→ GIVEN PASSAGE:
::::::
Saturday, 6 July 2013

Around a Pound

When I was 8 the tooth-fairy left a Pound under my pillow. She moved so softly I did not stir, and at an unknown time in the night I woke.

"Wow. A Pound. A whole Pound - and it's all mine."

My eight year old lucid brain was once again fulfilled with belief.
And in my hand was money.

The concept must have elapsed me, for the next thing I did was inexplicable. I had been lovingly and tightly tucked in by my mother, and this new Pound I balanced on the tip of my tongue.
Quickly it agitated into a wobble and lost itself over the side. It had fallen straight down my throat.

Then I had learned my first lesson in money. You can't eat it. You may have five thousand Pound coins but no food, and then you would die.

Feeling I had lost something that I wanted, I went to my parents bed-side and told them.
"I swallowed the Pound the tooth-fairy left for me."
::::::
→ DATA SECTION:
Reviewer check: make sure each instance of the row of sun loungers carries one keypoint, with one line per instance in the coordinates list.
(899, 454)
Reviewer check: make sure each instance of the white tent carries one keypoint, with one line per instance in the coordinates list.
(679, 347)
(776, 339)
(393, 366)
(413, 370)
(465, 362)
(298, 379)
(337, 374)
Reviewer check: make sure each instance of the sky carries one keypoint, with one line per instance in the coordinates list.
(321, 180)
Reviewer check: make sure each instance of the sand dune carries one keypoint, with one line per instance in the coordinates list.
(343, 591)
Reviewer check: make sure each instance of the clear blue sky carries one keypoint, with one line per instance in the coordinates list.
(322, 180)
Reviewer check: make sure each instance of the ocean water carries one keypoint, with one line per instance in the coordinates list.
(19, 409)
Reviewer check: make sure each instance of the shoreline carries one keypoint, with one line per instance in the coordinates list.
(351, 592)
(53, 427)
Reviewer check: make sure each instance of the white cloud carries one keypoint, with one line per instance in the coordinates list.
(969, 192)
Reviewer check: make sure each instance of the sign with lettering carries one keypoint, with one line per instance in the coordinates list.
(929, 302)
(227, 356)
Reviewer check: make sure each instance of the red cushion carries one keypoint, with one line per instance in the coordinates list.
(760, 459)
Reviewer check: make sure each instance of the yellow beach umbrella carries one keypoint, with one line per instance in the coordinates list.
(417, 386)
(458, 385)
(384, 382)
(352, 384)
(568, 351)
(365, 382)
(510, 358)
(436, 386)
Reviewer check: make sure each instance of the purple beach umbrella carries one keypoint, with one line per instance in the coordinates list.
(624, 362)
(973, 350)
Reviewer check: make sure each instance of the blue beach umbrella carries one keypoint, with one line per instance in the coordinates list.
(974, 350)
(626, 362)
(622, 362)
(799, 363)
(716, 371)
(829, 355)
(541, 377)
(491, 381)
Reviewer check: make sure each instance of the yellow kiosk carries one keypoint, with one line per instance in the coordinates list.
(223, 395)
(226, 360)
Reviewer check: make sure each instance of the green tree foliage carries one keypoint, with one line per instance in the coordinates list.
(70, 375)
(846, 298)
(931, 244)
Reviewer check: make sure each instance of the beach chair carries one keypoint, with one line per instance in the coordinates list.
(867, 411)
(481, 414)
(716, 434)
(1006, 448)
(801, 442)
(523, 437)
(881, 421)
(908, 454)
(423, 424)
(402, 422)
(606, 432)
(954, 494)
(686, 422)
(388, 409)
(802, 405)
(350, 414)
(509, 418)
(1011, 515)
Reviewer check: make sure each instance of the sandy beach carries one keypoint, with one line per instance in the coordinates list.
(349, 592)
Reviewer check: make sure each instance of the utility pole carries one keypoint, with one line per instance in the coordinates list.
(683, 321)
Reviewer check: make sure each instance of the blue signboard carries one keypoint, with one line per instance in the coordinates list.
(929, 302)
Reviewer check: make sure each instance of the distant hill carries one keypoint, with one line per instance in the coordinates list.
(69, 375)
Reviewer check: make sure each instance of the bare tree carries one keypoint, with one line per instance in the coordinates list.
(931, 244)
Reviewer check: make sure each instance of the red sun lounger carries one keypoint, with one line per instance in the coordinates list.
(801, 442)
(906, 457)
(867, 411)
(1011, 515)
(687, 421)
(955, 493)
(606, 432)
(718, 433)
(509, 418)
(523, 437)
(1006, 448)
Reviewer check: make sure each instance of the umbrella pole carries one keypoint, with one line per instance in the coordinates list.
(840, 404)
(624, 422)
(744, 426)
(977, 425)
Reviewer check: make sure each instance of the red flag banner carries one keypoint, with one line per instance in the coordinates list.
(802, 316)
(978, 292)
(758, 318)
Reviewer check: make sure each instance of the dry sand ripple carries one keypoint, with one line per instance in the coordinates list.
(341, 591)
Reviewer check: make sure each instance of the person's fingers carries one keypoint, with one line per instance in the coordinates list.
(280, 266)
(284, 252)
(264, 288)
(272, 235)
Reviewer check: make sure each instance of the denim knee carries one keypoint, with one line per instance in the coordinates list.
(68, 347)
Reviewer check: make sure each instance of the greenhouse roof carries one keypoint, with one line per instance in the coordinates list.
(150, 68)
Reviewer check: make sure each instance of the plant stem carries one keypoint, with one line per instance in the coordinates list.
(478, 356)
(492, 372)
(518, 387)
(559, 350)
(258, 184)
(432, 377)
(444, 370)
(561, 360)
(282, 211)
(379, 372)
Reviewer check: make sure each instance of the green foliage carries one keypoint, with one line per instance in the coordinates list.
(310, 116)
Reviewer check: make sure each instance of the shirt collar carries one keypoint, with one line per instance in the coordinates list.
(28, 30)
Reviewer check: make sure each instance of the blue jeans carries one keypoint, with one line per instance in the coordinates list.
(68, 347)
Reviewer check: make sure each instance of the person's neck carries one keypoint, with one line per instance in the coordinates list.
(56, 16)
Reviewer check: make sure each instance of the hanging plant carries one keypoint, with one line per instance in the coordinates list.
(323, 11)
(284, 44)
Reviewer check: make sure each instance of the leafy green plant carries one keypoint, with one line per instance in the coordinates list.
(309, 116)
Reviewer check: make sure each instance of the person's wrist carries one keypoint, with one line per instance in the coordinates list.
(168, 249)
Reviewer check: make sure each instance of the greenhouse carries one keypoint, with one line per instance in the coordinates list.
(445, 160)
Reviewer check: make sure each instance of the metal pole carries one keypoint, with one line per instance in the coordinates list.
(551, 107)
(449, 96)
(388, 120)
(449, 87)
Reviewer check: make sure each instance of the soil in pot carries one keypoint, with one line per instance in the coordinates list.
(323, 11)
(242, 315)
::::::
→ WORK TO COMPLETE:
[1] Rewrite the tooth-fairy post, starting with "Saturday, 6 July" and going on through "down my throat.", with "mother" replaced by "grandmother".
[2] Write the next part of the tooth-fairy post, picking up after its final line.

→ ANSWERS TO THE PROBLEMS:
[1]
Saturday, 6 July 2013

Around a Pound

When I was 8 the tooth-fairy left a Pound under my pillow. She moved so softly I did not stir, and at an unknown time in the night I woke.

"Wow. A Pound. A whole Pound - and it's all mine."

My eight year old lucid brain was once again fulfilled with belief.
And in my hand was money.

The concept must have elapsed me, for the next thing I did was inexplicable. I had been lovingly and tightly tucked in by my grandmother, and this new Pound I balanced on the tip of my tongue.
Quickly it agitated into a wobble and lost itself over the side. It had fallen straight down my throat.

[2]
I cried, but not for my own well-being, but for the Pound. My parents were more concerned for me and brought me to a hospital where an X-ray showed a Pound at a crossroads between my lung and my stomach.
Luckily that Pound went into my digestion system. Later, I shat that Pound into a bucket and my devoted Granny fished it out with some rubber gloves. There were ideas to have this Pound put on a chain for me to keep - after all it had been inside me. I had other plans though, as those irresistible sweets I'd taken as an early vice would tell. The exchange was made, the sweets were mine, and the Pound was in the system.

It still is. It is part of the monetary system that enslaves mankind.